- **Given instruction**
Output every one of the following entries again, line for line, without changing anything.

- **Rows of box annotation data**
-- START --

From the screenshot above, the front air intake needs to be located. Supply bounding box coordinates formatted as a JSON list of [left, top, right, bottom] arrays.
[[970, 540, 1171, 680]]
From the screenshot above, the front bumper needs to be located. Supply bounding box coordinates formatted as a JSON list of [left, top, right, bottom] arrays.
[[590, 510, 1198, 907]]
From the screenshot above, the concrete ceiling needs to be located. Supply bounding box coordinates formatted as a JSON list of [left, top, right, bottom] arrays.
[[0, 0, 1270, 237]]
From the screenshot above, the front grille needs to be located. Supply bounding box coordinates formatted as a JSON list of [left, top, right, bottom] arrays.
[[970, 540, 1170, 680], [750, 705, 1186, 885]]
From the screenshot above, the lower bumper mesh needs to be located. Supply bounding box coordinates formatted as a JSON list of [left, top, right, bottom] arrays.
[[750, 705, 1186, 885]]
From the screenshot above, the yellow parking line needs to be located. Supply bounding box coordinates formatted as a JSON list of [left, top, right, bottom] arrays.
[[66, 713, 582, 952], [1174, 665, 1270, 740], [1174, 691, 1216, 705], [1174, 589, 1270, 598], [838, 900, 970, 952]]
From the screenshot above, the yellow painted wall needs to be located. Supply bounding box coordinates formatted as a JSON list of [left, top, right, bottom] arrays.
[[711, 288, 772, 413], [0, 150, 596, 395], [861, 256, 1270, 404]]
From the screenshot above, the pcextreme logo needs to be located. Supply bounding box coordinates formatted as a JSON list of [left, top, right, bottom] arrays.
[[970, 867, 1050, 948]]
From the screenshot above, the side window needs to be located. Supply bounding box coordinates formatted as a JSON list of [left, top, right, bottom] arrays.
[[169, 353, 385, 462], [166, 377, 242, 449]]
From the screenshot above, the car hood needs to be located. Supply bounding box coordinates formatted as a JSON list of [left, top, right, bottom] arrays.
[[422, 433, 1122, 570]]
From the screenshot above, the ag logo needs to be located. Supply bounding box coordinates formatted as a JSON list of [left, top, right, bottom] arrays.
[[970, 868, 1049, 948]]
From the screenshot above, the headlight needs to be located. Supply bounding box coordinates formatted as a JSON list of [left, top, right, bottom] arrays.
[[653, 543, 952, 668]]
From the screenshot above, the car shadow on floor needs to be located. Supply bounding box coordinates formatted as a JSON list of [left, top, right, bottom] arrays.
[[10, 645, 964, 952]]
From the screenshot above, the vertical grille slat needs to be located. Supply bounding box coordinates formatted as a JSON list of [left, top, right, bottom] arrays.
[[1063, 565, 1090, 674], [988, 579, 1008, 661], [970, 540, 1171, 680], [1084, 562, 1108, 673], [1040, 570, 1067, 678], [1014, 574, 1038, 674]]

-- END --

- **Task output**
From the screenshot above, the front air intake needs to be located. Supply bounding box coordinates formatted as a JSON list of [left, top, right, bottom] arrays.
[[970, 540, 1171, 680]]
From the screenshot above, the front bumper needs to be located. Supply bounding box coordinates formatted as a JSON list of [left, top, right, bottom] arrays.
[[590, 510, 1198, 907]]
From the screenshot above, the concrete ceiling needs to be located. Supply bounding box coordinates formatted as a JSON list of [left, top, right, bottom] arrays.
[[0, 0, 1270, 237]]
From the screenshot above, the front grille needs to be located. Supply bounding box coordinates formatted as a JSON list of [left, top, right, bottom] arrays.
[[970, 540, 1170, 680], [750, 705, 1186, 885]]
From the screenshot above, the lower bumper mesh needs to be located. Supply bounding box coordinates formatted as a JSON list of [left, top, right, bottom] arrays.
[[750, 705, 1186, 885]]
From the screenshot above, the yellow parking line needs to be located. Supply bounding box coordinates formatted as a JSON list of [left, top, right, bottom] arrays.
[[66, 713, 582, 952], [1174, 665, 1270, 740], [1174, 691, 1216, 705], [1174, 589, 1270, 598], [838, 900, 970, 952]]
From the screenshot above, the yellow painted wall needs to be located. Supply bounding box coordinates formatted as a JSON list of [left, top, right, bottom] arrays.
[[711, 288, 772, 413], [0, 150, 596, 395], [861, 256, 1270, 404]]
From the screenshot above, the pcextreme logo needs to be located. Supply bounding box coordinates formatted as a JSON list of [left, top, right, bottom] arrays.
[[970, 867, 1050, 948]]
From the screenshot above, the side window needs to be located. Supply bounding box coordinates formatted as a JSON list of [left, top, right, bottom] arrays.
[[169, 353, 385, 462], [166, 377, 242, 449]]
From the screenshot above, the car hood needs to be located. Supply bounding box coordinates formatted as a JSON list of [left, top, right, bottom] arrays.
[[422, 433, 1122, 570]]
From the screenshot above, the ag logo needs to be located. Supply bounding box coordinates formatted as a JSON list of [left, top, right, bottom] arrays.
[[970, 868, 1049, 948]]
From the screenshot above, the headlight needs to be located. Supply bounding box coordinates formatted as a JSON list of [left, top, right, bottom] arrays.
[[653, 543, 952, 668]]
From the screenshot above, the car shadow on floor needs to be located. Supply bounding box coordinates formatted as a JSON list of [left, top, right, bottom] arrays.
[[10, 645, 964, 952]]
From the screenshot above, the vertical grille slat needs to be located. Supply bounding box coordinates formatted as a JSON list of [left, top, right, bottom] arrays.
[[1063, 565, 1090, 674], [988, 579, 1008, 661], [970, 540, 1171, 680], [1084, 562, 1108, 673], [1040, 570, 1067, 678], [1014, 574, 1038, 674]]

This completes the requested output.